> [RECORDS FOR THIS TASK]:
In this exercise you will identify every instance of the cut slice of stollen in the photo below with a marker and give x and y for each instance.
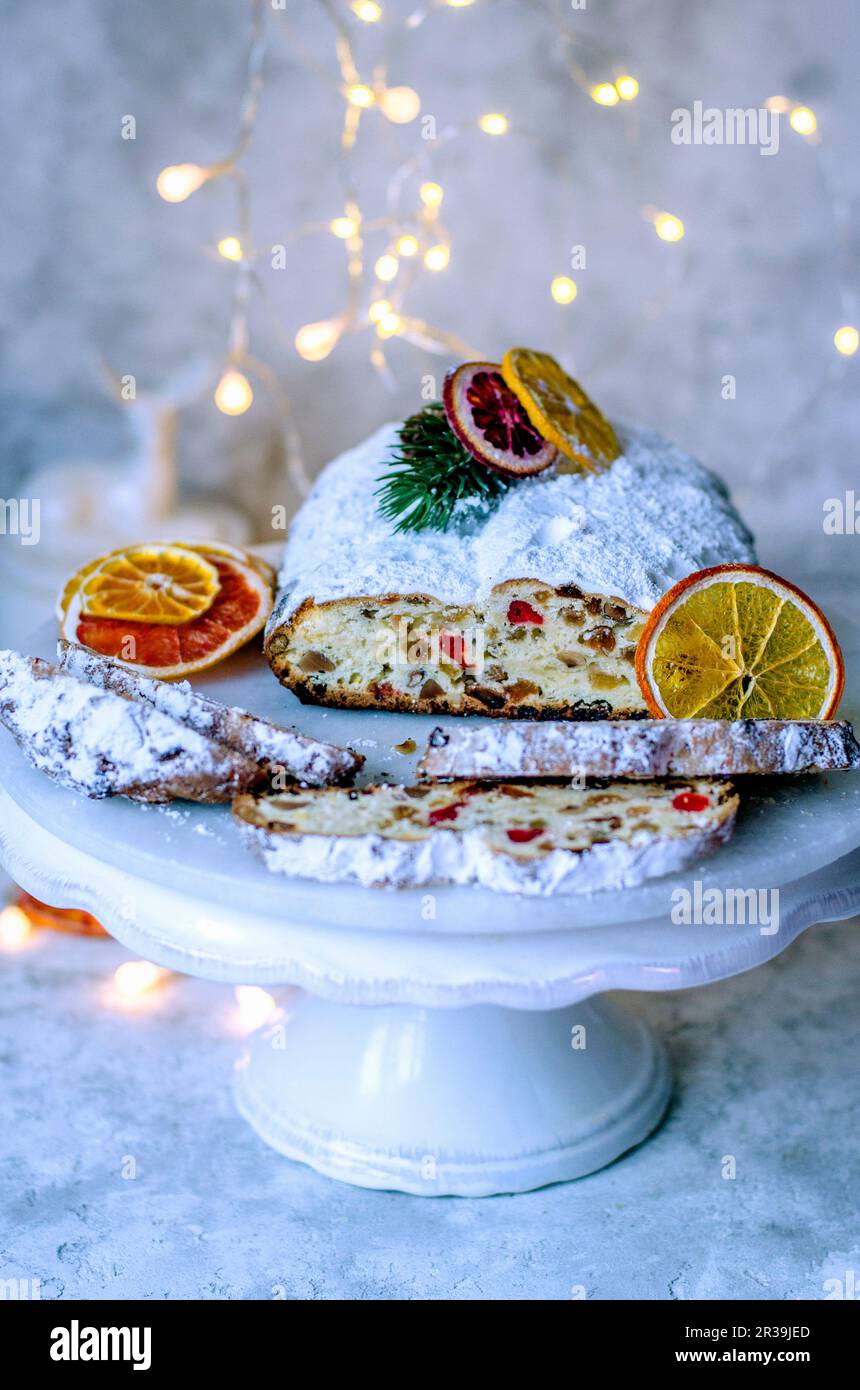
(646, 748)
(509, 837)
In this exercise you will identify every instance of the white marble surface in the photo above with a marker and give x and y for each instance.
(766, 1070)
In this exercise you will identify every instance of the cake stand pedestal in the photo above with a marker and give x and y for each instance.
(435, 1061)
(448, 1041)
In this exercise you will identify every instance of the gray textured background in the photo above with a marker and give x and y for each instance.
(95, 262)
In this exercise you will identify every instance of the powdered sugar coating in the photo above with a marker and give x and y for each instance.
(102, 745)
(652, 517)
(303, 758)
(648, 748)
(445, 858)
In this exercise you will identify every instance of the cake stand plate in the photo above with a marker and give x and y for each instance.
(441, 1041)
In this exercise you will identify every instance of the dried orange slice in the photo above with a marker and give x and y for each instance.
(560, 410)
(175, 651)
(150, 584)
(738, 642)
(204, 548)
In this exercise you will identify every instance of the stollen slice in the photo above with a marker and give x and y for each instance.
(268, 745)
(507, 837)
(645, 748)
(99, 744)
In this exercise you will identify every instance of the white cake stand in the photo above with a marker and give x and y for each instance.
(443, 1043)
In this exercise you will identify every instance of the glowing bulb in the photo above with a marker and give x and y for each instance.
(179, 181)
(14, 929)
(802, 120)
(493, 123)
(605, 93)
(846, 341)
(389, 324)
(436, 257)
(254, 1007)
(668, 228)
(431, 195)
(136, 977)
(234, 394)
(400, 104)
(360, 95)
(563, 289)
(386, 267)
(316, 341)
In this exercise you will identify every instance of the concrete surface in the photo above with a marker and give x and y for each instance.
(766, 1072)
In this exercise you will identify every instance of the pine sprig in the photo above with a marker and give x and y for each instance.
(432, 473)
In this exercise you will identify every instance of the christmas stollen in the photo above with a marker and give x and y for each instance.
(648, 748)
(268, 745)
(510, 838)
(528, 609)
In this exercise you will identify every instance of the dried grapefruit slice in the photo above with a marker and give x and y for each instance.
(738, 642)
(150, 584)
(560, 410)
(172, 652)
(491, 423)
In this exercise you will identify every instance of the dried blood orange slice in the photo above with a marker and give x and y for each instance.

> [GIVEN TASK]: Add 124 to every number in the answer coordinates, starting with the first of the rows above and going on through the line with "(448, 1041)". Write all those lines out again, requests included, and leave the picture out.

> [RESPONSE BELOW]:
In this exercise you will identify every instance of the cut slice of stollen in the photo below with a marker and give x and y for each instance.
(770, 872)
(633, 961)
In this exercise you will identify every instance of the white marble surface in the photo above with a marker and give x and y for each instance.
(890, 1194)
In this exercise you will identify every instance of the cake stand pedestal in the photo above with a marker and give x and y for each instance.
(559, 1185)
(572, 1165)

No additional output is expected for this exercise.